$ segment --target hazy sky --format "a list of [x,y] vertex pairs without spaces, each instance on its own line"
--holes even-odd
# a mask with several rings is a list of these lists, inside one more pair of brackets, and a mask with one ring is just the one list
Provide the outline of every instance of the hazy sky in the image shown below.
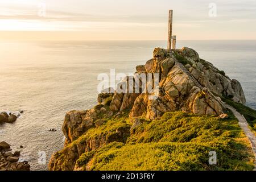
[[169,9],[178,39],[256,39],[256,0],[0,0],[0,40],[166,40]]

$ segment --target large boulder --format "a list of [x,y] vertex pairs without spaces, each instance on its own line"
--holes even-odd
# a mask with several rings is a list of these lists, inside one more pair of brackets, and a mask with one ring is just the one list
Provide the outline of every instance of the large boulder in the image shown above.
[[0,151],[8,151],[10,148],[10,145],[5,141],[0,142]]
[[7,122],[9,123],[11,123],[15,122],[15,121],[16,119],[17,119],[17,117],[13,114],[10,114],[10,116],[8,118],[8,121]]

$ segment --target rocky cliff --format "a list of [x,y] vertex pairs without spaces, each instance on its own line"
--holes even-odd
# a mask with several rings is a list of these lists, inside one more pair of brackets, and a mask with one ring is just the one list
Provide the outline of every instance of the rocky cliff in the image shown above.
[[[52,155],[49,163],[50,170],[101,169],[101,168],[92,167],[102,162],[100,159],[97,161],[94,158],[96,154],[98,154],[98,156],[107,152],[110,148],[117,150],[127,143],[136,144],[156,141],[157,144],[160,146],[158,142],[163,138],[169,138],[170,135],[167,134],[176,129],[170,126],[178,125],[173,121],[174,123],[169,123],[171,125],[166,125],[167,128],[168,126],[172,128],[169,129],[170,131],[167,132],[163,129],[162,131],[160,129],[158,131],[166,132],[167,135],[161,135],[162,138],[159,140],[156,139],[157,136],[147,140],[144,139],[144,135],[147,133],[145,133],[144,129],[141,129],[142,130],[139,132],[137,130],[143,123],[146,123],[146,127],[163,119],[163,123],[171,119],[172,117],[175,118],[174,116],[170,117],[168,113],[176,113],[175,111],[177,111],[189,114],[184,117],[188,117],[189,121],[193,119],[192,116],[194,115],[197,117],[196,121],[200,120],[201,117],[212,117],[216,119],[214,123],[217,123],[220,119],[217,117],[223,116],[226,112],[221,99],[222,97],[228,97],[237,102],[245,103],[245,97],[238,81],[230,80],[223,71],[200,59],[195,51],[187,47],[172,52],[168,52],[164,49],[155,48],[153,58],[147,61],[145,65],[137,66],[136,70],[133,79],[141,81],[142,79],[141,76],[143,74],[146,73],[148,77],[158,73],[159,85],[154,85],[152,82],[147,82],[146,85],[151,84],[154,89],[151,93],[143,92],[142,82],[139,85],[138,93],[120,93],[117,92],[120,88],[117,88],[114,93],[108,92],[100,93],[98,97],[98,105],[94,108],[67,113],[63,126],[66,137],[65,146],[61,151]],[[154,76],[152,77],[154,78]],[[129,78],[127,77],[122,81],[127,86],[125,89],[135,91],[134,85],[129,85]],[[156,93],[157,97],[151,99],[150,96],[155,96]],[[178,117],[176,120],[178,122],[178,119],[182,119],[176,115],[183,115],[177,113],[171,115]],[[166,119],[164,114],[171,118]],[[164,117],[166,118],[163,119]],[[212,122],[212,119],[209,119]],[[207,127],[204,125],[207,125],[207,122],[201,124],[197,123],[196,125],[199,125],[197,127]],[[158,126],[151,125],[150,127],[157,127]],[[207,127],[210,128],[212,126]],[[180,132],[188,131],[183,130]],[[197,137],[203,137],[201,135],[203,134],[198,132],[197,131],[192,136],[188,136],[189,139],[185,140],[185,142],[196,140]],[[141,135],[144,135],[143,139],[141,138],[142,137]],[[137,138],[138,135],[140,139]],[[135,138],[136,140],[133,140]],[[176,142],[179,139],[170,140],[169,142]],[[138,146],[138,148],[141,147]],[[154,147],[152,147],[151,150]],[[159,146],[155,147],[161,148]],[[183,147],[185,148],[185,146]],[[131,169],[140,168],[134,167]]]

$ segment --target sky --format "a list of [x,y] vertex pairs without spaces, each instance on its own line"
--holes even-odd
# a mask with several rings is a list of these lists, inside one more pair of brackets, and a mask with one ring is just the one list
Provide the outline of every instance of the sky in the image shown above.
[[0,0],[1,40],[256,40],[256,0]]

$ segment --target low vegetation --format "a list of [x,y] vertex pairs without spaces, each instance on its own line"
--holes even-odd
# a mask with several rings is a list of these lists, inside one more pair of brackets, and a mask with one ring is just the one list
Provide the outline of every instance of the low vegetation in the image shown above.
[[237,111],[242,114],[246,119],[250,127],[256,132],[256,111],[244,105],[234,102],[228,97],[222,98],[222,100],[228,104],[235,108]]
[[179,54],[177,52],[175,52],[174,55],[175,58],[184,65],[188,64],[192,66],[192,63],[191,61],[188,61],[185,57]]

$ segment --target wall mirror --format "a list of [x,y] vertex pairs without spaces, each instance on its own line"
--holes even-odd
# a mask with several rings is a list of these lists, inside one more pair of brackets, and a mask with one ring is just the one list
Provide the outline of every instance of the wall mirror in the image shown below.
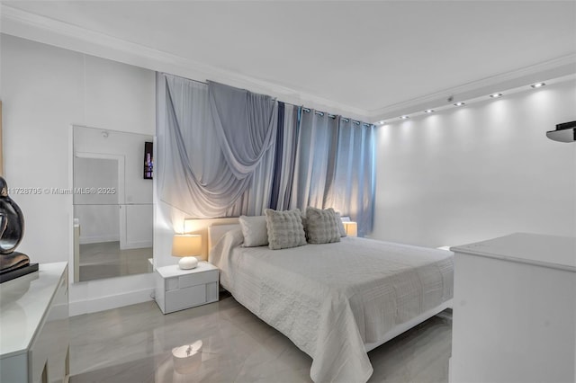
[[74,281],[150,272],[153,137],[75,126],[73,141]]

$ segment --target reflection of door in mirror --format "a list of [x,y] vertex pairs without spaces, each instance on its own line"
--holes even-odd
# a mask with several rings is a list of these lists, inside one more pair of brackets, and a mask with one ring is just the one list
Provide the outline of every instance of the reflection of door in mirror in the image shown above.
[[74,127],[75,281],[148,272],[152,182],[142,177],[151,137]]

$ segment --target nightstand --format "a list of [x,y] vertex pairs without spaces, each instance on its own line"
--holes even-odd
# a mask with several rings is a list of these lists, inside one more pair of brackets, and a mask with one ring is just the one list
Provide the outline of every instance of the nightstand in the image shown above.
[[190,270],[158,267],[154,274],[156,303],[164,314],[218,300],[218,268],[207,262]]

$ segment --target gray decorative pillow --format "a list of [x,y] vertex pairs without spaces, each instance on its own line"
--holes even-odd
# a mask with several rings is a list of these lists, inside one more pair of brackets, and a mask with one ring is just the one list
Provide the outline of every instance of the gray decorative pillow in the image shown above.
[[266,209],[264,213],[266,216],[268,247],[272,250],[306,245],[304,227],[298,209],[287,211]]
[[264,246],[268,245],[268,232],[266,229],[266,218],[264,216],[248,217],[240,216],[238,218],[244,245],[246,247]]
[[340,242],[339,219],[334,209],[306,209],[306,234],[310,244]]

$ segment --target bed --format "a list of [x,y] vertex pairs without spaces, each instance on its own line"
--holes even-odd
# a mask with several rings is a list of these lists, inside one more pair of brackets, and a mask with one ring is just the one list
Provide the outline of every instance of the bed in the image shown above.
[[244,247],[239,225],[209,227],[209,261],[241,305],[312,358],[315,382],[365,382],[367,352],[452,307],[453,254],[343,237]]

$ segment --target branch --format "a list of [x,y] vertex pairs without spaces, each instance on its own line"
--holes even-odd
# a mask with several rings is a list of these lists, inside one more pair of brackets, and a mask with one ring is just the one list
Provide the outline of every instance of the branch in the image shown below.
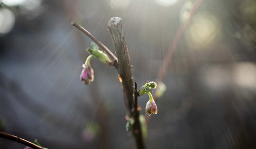
[[21,143],[28,147],[30,147],[33,149],[46,149],[46,148],[39,146],[38,145],[34,144],[33,143],[31,143],[23,139],[17,137],[15,135],[10,135],[3,132],[0,132],[0,137]]
[[[133,134],[136,140],[137,148],[145,148],[144,140],[142,136],[141,123],[139,119],[139,113],[137,107],[134,107],[133,92],[134,97],[136,97],[137,84],[135,90],[133,88],[133,78],[131,67],[130,64],[129,54],[125,42],[125,36],[122,30],[122,19],[114,17],[109,22],[108,28],[112,38],[115,46],[115,53],[118,59],[118,67],[117,68],[120,77],[122,78],[122,88],[124,96],[124,101],[126,107],[129,112],[129,115],[134,118],[135,122],[133,125]],[[134,101],[137,101],[136,98]],[[137,103],[134,104],[138,104]]]
[[97,40],[94,36],[93,36],[88,31],[85,30],[84,27],[79,25],[75,21],[73,21],[71,24],[81,31],[88,37],[89,37],[92,40],[93,40],[97,44],[98,44],[100,47],[101,47],[102,50],[106,52],[106,53],[110,57],[112,60],[112,63],[110,64],[110,65],[117,67],[117,57],[109,50],[103,43]]
[[130,111],[133,103],[133,76],[129,54],[122,27],[122,19],[118,17],[111,18],[108,26],[118,59],[118,67],[117,69],[122,81],[125,104]]

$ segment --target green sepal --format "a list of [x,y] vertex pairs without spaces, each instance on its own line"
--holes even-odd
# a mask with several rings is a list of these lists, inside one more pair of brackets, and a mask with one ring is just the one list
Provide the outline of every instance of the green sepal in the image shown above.
[[134,119],[131,118],[130,120],[126,123],[126,125],[125,126],[125,128],[126,129],[126,131],[128,133],[130,131],[131,129],[131,126],[134,123],[135,121]]
[[151,93],[151,89],[155,89],[156,88],[156,86],[157,84],[156,82],[154,81],[148,82],[148,81],[147,81],[147,82],[143,86],[142,86],[142,87],[141,87],[138,93],[139,96],[143,95],[144,93],[147,93],[147,92]]
[[98,47],[95,43],[92,42],[90,43],[90,45],[92,45],[93,48],[91,49],[90,48],[88,48],[86,51],[88,53],[93,55],[95,57],[105,64],[108,64],[111,61],[110,59],[109,58],[109,56],[108,56],[106,53],[98,49]]

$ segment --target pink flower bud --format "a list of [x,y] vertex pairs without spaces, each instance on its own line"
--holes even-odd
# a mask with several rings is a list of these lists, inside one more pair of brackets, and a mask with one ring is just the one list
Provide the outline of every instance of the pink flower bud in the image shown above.
[[150,115],[151,113],[155,114],[158,113],[158,107],[156,106],[156,104],[155,104],[154,100],[149,100],[147,102],[146,106],[146,113],[148,114],[148,115]]
[[93,81],[93,69],[89,65],[83,65],[84,67],[80,75],[80,80],[85,84],[88,85]]

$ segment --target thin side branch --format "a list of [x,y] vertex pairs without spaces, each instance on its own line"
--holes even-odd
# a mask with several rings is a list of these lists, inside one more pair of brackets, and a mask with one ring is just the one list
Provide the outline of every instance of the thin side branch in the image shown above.
[[[196,11],[196,10],[197,10],[198,8],[201,5],[201,3],[203,2],[203,1],[204,1],[204,0],[196,0],[194,2],[193,7],[192,9],[191,9],[189,12],[191,14],[189,19],[180,26],[179,30],[176,32],[174,39],[170,46],[169,50],[168,51],[167,53],[166,54],[166,57],[163,61],[163,63],[160,68],[158,77],[155,81],[156,84],[159,84],[160,82],[163,81],[163,80],[166,73],[166,70],[167,69],[169,64],[171,62],[171,60],[172,58],[172,56],[174,55],[174,52],[177,49],[177,47],[179,43],[180,42],[180,39],[183,35],[185,31],[188,28],[188,25],[191,22],[191,19],[193,16],[194,15],[195,12]],[[156,89],[158,90],[158,89],[156,88]],[[154,94],[154,99],[155,100],[155,101],[156,102],[158,101],[158,98],[156,98],[156,97],[155,97],[155,94]],[[147,126],[148,126],[149,125],[150,118],[151,117],[148,116],[146,117]]]
[[[146,147],[139,119],[139,113],[137,110],[137,107],[134,107],[135,105],[138,105],[138,104],[135,102],[135,103],[134,105],[133,94],[134,92],[137,92],[137,90],[134,91],[133,88],[132,69],[130,64],[128,49],[122,27],[122,19],[118,17],[111,18],[108,26],[118,59],[118,67],[117,69],[120,77],[122,78],[125,103],[129,113],[129,115],[133,117],[135,120],[132,126],[132,133],[136,141],[137,148],[143,149]],[[135,84],[135,85],[137,86],[137,84]],[[137,94],[134,93],[135,98]],[[134,99],[135,101],[137,101],[137,100]]]
[[71,24],[81,31],[85,35],[86,35],[88,37],[89,37],[92,40],[93,40],[97,44],[98,44],[100,47],[101,47],[102,50],[106,52],[106,53],[110,57],[112,60],[112,63],[110,64],[110,65],[114,66],[115,67],[117,67],[117,58],[109,50],[103,43],[102,43],[99,40],[97,40],[94,36],[93,36],[88,31],[85,30],[81,26],[79,25],[75,21],[73,21],[71,23]]
[[0,137],[21,143],[28,147],[30,147],[33,149],[47,149],[46,148],[39,146],[38,145],[34,144],[33,143],[31,143],[23,139],[17,137],[15,135],[6,134],[3,132],[0,132]]

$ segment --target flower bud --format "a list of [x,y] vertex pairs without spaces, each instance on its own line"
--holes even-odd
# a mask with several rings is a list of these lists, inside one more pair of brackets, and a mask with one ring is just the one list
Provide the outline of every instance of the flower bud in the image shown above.
[[152,113],[156,114],[158,113],[158,107],[154,100],[150,100],[146,106],[146,113],[150,115]]
[[105,64],[108,64],[111,62],[111,60],[109,59],[109,56],[106,54],[105,54],[103,51],[98,49],[98,47],[97,44],[93,42],[90,43],[92,47],[93,47],[93,49],[87,48],[86,51],[90,54],[93,55],[97,59],[100,60],[101,62]]
[[155,83],[155,82],[149,82],[148,81],[147,81],[147,82],[143,86],[142,86],[142,87],[141,87],[138,93],[139,93],[139,96],[144,94],[144,93],[147,93],[147,92],[149,92],[151,93],[152,92],[151,89],[155,89],[156,86],[156,83]]
[[86,65],[85,64],[82,65],[82,67],[84,67],[84,69],[82,69],[80,75],[80,80],[85,84],[89,85],[94,80],[93,69],[90,65]]

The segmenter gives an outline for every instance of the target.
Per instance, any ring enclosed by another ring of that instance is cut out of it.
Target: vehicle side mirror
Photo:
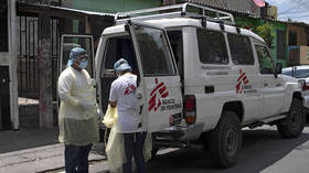
[[[283,63],[276,63],[276,74],[283,74]]]

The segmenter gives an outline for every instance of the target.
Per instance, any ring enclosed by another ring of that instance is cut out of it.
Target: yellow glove
[[[108,105],[102,122],[107,128],[111,128],[114,125],[116,125],[117,120],[118,120],[117,108],[113,108],[110,105]]]

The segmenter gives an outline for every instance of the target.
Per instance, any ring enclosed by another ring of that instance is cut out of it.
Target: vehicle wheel
[[[152,147],[152,150],[151,150],[151,158],[156,158],[158,151],[159,151],[159,148],[158,148],[158,147]]]
[[[302,132],[305,123],[302,104],[299,99],[294,98],[288,116],[277,125],[277,129],[283,138],[297,138]]]
[[[210,154],[215,164],[224,169],[236,164],[242,142],[243,133],[238,117],[233,111],[224,111],[207,139]]]

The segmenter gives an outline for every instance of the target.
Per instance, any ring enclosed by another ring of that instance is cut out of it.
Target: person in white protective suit
[[[65,144],[66,173],[87,173],[92,143],[99,140],[94,80],[85,69],[87,64],[86,51],[75,47],[58,77],[58,140]]]
[[[131,73],[131,67],[124,58],[117,61],[114,69],[118,76],[113,82],[109,94],[109,105],[117,106],[118,119],[116,132],[124,139],[125,162],[122,172],[132,172],[132,158],[138,173],[145,173],[143,144],[147,136],[141,126],[141,117],[137,113],[137,76]]]

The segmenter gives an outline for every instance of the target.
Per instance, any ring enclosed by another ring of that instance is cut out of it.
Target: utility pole
[[[50,0],[42,0],[50,4]],[[51,17],[50,8],[44,7],[44,12],[39,14],[39,69],[40,69],[40,98],[39,115],[40,128],[53,127],[53,89],[52,89],[52,56],[51,56]]]

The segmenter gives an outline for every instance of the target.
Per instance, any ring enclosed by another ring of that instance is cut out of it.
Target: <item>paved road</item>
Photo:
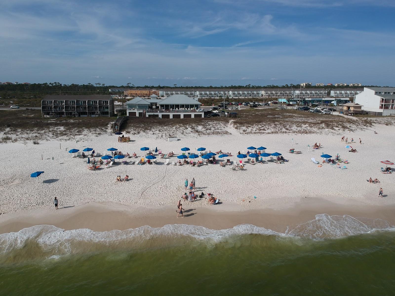
[[[41,107],[20,107],[19,109],[11,109],[10,108],[0,108],[0,110],[25,110],[26,108],[29,109],[41,109]]]

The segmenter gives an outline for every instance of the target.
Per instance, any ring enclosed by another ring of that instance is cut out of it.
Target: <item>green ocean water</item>
[[[393,229],[318,239],[253,225],[35,227],[0,235],[2,295],[395,295]]]

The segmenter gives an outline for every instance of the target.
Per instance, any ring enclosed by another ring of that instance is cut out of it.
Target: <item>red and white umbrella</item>
[[[380,161],[382,163],[384,163],[386,165],[386,167],[387,167],[387,165],[393,165],[394,163],[393,162],[391,162],[389,160],[382,160]]]

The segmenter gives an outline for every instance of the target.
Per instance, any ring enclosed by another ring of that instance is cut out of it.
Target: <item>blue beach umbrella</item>
[[[279,156],[281,155],[281,153],[279,153],[278,152],[275,152],[274,153],[272,153],[270,154],[272,156]]]
[[[322,154],[321,157],[323,158],[330,158],[332,157],[332,155],[329,154]]]
[[[41,174],[42,174],[43,172],[35,172],[32,174],[31,174],[30,176],[32,178],[35,178],[36,177],[38,177]]]

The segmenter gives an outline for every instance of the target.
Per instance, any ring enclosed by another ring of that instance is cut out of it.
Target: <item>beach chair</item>
[[[271,157],[270,158],[271,158]],[[318,165],[319,163],[318,161],[316,161],[316,159],[314,157],[311,157],[311,161],[316,165]]]

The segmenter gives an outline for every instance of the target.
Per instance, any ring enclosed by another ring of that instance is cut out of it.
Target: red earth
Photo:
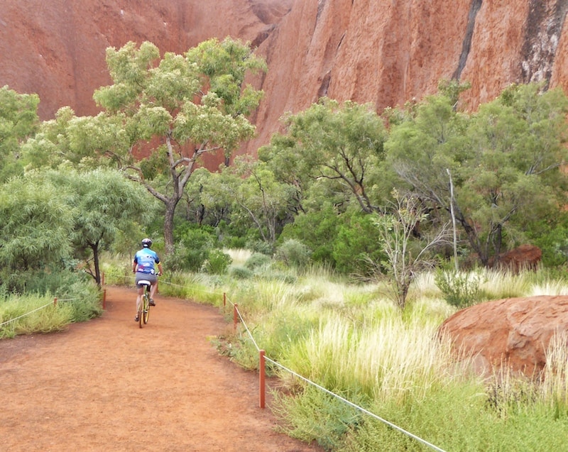
[[[217,353],[217,308],[156,297],[141,329],[135,297],[107,287],[100,318],[0,341],[0,450],[322,450],[278,433],[258,373]]]

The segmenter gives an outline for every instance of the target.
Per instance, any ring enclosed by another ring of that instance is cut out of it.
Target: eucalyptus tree
[[[207,209],[230,206],[232,228],[256,231],[256,236],[272,246],[285,220],[294,189],[276,180],[265,162],[250,157],[235,159],[209,179],[202,194]]]
[[[247,116],[263,93],[246,84],[245,77],[265,70],[266,63],[248,44],[229,38],[163,57],[151,43],[130,42],[108,48],[106,63],[113,84],[94,94],[103,111],[77,118],[63,110],[30,154],[47,148],[52,155],[62,153],[56,165],[112,162],[164,206],[164,238],[171,252],[175,209],[200,158],[222,151],[228,160],[253,135]],[[61,126],[62,133],[50,133]]]
[[[116,170],[67,169],[48,172],[45,177],[66,193],[73,206],[68,238],[74,255],[84,261],[87,272],[100,285],[101,252],[141,221],[149,195]]]
[[[373,187],[386,134],[370,105],[323,98],[288,116],[285,128],[259,150],[259,158],[279,180],[295,188],[298,211],[305,210],[310,189],[317,186],[328,200],[353,200],[366,213],[378,209]],[[322,184],[327,189],[322,191]]]
[[[531,224],[564,204],[568,100],[532,84],[509,87],[474,114],[452,106],[444,96],[429,97],[393,125],[388,161],[431,209],[453,207],[471,248],[488,265],[506,243],[524,240]]]
[[[0,88],[0,182],[21,174],[20,146],[39,123],[37,94],[20,94]]]
[[[75,209],[66,194],[41,177],[18,176],[0,197],[0,266],[16,272],[62,267],[72,255]]]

● **WHAT NEEDS TO BE DONE**
Rewrite the lines as a two-column Markdown table headed No. and Text, numbering each line and skipping blank ones. Begin at the line that has "segment --target sky" and stop after the line that has "[[0,0],[1,40],[256,40],[256,0]]".

● **TASK SOLUTION**
| No. | Text |
|---|---|
| 1 | $ segment --target sky --format "a list of [x,y] vertex pairs without spaces, each instance on its own line" |
| 2 | --holes even-odd |
| 3 | # a mask with several rings is a list of these lists, inside one more pair of brackets, and a mask with one ring is just the one list |
| 4 | Provide the outline of every instance of the sky in the image shown above. |
| 5 | [[0,0],[1,40],[256,40],[256,0]] |